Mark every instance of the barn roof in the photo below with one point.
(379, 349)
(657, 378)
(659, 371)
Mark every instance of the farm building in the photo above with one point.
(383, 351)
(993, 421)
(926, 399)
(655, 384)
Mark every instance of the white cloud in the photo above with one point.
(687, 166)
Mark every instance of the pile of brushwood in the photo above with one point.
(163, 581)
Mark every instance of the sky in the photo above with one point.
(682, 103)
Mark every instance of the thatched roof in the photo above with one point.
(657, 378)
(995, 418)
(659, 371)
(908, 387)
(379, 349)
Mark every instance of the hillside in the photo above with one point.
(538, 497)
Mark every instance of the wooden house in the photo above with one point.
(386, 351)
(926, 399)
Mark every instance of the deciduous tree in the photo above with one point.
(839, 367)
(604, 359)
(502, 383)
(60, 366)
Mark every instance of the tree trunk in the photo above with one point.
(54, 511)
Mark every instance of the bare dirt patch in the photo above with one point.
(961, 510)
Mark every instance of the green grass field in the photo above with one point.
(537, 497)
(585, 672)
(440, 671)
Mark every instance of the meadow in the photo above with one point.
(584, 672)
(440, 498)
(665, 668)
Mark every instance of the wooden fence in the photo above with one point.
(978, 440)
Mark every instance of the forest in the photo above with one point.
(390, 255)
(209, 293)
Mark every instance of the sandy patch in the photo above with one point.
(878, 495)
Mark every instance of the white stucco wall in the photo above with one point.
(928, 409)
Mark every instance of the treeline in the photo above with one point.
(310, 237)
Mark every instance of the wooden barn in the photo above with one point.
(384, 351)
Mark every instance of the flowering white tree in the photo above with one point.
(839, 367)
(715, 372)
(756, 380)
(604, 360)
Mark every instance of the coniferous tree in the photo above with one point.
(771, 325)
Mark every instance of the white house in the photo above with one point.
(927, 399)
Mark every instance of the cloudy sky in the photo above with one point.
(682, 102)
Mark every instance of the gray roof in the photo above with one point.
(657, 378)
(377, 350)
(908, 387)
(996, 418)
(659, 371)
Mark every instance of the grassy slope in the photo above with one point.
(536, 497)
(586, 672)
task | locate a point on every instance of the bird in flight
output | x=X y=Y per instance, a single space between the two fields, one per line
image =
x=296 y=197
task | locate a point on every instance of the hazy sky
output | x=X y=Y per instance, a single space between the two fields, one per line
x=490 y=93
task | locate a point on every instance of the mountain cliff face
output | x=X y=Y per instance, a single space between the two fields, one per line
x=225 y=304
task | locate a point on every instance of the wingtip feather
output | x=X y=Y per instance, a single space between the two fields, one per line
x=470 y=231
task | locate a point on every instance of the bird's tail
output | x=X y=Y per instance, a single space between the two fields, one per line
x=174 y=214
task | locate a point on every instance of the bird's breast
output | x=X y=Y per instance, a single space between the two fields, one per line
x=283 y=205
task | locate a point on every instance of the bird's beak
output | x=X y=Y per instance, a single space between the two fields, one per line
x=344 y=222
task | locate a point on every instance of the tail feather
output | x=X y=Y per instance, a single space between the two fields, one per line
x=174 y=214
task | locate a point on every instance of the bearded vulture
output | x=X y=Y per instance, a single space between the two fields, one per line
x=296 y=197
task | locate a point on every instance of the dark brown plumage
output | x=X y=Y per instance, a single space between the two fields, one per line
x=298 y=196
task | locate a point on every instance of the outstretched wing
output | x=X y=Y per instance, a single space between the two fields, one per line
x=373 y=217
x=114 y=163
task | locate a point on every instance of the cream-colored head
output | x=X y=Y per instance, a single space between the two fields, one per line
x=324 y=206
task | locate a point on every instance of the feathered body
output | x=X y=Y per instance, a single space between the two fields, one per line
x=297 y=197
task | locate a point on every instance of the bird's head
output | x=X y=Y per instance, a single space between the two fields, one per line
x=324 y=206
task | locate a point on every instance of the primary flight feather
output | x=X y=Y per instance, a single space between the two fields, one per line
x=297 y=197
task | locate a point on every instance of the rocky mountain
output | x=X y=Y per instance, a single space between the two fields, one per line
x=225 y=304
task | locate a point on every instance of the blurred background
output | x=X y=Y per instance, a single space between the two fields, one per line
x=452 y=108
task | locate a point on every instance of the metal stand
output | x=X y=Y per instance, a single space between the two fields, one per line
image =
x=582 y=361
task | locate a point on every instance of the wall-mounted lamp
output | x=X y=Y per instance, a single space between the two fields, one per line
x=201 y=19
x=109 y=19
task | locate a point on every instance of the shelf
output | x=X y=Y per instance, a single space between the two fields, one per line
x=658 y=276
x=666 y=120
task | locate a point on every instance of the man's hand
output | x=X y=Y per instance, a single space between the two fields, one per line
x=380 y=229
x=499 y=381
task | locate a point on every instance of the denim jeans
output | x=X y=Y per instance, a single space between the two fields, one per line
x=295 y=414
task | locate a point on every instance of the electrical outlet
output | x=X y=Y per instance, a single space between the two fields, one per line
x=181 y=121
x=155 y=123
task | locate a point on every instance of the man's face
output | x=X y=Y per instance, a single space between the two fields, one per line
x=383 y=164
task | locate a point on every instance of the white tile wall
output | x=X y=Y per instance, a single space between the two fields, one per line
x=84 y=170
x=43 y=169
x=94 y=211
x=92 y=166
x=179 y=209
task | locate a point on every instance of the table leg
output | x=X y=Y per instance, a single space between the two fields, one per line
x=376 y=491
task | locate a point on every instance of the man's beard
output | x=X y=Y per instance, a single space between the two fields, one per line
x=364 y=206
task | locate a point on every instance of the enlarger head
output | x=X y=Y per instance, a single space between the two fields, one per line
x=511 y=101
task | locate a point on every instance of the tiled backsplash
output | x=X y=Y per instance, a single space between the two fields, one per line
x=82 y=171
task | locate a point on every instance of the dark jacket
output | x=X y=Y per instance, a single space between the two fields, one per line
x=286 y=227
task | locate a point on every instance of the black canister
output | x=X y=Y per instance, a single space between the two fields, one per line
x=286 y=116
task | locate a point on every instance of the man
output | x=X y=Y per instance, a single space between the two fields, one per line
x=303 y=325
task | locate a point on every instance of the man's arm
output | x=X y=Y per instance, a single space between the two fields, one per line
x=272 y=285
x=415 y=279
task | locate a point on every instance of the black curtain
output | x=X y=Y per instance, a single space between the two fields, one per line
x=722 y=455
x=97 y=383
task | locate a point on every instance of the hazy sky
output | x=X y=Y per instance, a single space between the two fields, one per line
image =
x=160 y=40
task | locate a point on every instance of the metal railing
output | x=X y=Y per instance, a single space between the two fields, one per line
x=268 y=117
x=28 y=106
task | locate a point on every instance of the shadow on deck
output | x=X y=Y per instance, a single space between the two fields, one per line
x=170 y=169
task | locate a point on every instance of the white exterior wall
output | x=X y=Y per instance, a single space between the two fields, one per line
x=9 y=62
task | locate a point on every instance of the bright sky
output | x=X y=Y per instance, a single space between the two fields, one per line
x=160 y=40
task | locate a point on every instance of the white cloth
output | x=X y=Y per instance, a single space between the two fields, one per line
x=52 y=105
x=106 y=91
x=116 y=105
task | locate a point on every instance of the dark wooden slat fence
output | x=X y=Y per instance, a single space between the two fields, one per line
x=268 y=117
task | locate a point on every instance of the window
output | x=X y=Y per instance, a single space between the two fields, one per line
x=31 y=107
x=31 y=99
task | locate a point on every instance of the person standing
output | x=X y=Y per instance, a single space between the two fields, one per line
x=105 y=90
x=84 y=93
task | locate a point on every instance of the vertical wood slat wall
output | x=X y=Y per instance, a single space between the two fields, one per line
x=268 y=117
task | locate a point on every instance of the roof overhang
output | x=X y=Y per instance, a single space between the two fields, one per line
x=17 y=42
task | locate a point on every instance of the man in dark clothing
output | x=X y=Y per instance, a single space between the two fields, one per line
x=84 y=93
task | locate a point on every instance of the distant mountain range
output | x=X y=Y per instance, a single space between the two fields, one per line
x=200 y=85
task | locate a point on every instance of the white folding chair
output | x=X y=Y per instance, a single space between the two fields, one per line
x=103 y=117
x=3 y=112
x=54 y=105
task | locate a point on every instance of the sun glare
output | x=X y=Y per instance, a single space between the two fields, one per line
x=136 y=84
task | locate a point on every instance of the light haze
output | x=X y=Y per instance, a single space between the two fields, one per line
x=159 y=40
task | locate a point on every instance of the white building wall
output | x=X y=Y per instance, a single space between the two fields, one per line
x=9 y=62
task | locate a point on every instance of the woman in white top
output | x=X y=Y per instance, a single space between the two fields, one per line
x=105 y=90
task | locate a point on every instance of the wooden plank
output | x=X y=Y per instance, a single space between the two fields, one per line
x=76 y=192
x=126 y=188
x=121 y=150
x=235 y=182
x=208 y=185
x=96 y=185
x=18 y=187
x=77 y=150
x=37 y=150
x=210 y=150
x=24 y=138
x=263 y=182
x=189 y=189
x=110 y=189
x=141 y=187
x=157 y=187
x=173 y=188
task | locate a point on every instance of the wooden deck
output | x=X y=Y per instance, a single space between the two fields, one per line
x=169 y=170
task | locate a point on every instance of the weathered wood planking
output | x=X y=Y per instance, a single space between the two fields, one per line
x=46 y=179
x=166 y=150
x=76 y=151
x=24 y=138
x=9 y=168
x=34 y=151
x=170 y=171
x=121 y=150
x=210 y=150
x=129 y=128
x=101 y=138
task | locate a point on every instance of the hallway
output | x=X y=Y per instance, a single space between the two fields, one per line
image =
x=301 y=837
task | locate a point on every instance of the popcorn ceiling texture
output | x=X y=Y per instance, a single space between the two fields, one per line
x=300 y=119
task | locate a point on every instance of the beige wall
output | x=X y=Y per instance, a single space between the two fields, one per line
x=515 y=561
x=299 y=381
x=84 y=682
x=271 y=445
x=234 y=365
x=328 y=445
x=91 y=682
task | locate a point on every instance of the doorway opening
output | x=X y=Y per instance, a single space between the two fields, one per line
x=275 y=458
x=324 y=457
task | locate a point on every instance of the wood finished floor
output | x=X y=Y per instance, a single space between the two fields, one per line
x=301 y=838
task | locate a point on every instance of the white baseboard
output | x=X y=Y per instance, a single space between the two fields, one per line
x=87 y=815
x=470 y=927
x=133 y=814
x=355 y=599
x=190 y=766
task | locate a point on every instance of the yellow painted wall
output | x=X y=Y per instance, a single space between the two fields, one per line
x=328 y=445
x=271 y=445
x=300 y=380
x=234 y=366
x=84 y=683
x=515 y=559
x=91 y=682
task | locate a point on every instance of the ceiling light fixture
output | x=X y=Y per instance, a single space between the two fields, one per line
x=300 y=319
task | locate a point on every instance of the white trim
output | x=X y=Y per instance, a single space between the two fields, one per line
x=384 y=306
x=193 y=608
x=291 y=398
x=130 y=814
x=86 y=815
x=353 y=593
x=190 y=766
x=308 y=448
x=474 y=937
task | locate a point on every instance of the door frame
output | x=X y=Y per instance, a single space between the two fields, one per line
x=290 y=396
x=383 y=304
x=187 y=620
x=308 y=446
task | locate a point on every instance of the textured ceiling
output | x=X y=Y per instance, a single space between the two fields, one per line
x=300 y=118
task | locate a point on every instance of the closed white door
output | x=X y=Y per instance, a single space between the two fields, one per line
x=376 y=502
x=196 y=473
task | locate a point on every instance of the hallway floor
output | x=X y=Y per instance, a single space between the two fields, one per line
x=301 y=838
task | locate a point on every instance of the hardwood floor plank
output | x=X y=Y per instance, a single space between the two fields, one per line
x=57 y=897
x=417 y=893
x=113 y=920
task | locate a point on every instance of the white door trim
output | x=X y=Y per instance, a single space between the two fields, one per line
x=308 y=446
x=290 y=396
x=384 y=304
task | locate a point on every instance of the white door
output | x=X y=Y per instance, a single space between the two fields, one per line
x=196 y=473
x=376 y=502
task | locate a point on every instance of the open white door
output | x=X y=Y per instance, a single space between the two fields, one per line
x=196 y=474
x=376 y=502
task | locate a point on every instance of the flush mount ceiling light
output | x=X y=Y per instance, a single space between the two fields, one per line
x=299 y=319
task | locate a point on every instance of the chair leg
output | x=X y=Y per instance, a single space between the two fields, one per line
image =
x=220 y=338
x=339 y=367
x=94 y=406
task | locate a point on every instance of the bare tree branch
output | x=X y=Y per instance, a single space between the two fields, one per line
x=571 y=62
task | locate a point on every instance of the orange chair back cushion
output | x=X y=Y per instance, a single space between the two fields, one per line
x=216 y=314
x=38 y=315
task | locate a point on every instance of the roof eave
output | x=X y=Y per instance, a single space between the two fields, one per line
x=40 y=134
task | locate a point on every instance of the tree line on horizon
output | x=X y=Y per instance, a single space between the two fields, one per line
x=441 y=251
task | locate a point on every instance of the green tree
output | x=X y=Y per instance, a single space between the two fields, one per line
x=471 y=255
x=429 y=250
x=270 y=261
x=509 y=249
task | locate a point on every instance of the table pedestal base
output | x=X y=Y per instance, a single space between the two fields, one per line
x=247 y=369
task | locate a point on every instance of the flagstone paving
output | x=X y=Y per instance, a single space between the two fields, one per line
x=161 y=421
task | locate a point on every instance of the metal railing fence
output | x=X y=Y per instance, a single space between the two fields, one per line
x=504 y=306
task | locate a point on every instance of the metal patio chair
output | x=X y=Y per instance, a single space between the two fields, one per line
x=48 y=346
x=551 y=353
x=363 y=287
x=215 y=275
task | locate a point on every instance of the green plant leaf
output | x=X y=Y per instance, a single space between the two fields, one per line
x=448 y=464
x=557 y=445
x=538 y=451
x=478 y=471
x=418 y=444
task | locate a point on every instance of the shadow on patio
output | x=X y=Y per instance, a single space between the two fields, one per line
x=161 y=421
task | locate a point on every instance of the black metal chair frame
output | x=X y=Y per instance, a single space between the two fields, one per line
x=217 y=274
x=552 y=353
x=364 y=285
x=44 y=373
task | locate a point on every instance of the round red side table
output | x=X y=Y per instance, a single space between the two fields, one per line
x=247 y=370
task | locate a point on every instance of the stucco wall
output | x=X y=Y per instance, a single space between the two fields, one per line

::::::::::

**THE REQUEST:**
Rewrite everything from the line containing "the bird's tail" down to the line containing "x=114 y=163", swapping "locate" for "place" and leaving the rest unchanged. Return only those lines.

**SOLUTION TO THIS TASK:**
task | place a point on every instance of the bird's tail
output | x=X y=Y per instance, a single space between the two fields, one per line
x=174 y=214
task | place a point on every instance of the bird's breast
output | x=X y=Y per instance, a single space between the two fields, one per line
x=283 y=205
task | place a point on every instance of the bird's beak
output | x=X y=Y per instance, a single space between the two fields, one per line
x=344 y=222
task | place a point on every instance of the tail feather
output | x=X y=Y per instance, a single space between the two fields, one per line
x=174 y=214
task | place a point on every instance of the bearded vulture
output | x=X y=Y per instance, a single space between the two fields, one per line
x=296 y=197
task | place a point on every instance of the dark brown plumage
output | x=X y=Y per instance, a single space between the two fields, one per line
x=298 y=196
task | place a point on every instance of the outstretched wing
output | x=X y=Y per instance, a single space between the two fields, one per line
x=373 y=217
x=114 y=163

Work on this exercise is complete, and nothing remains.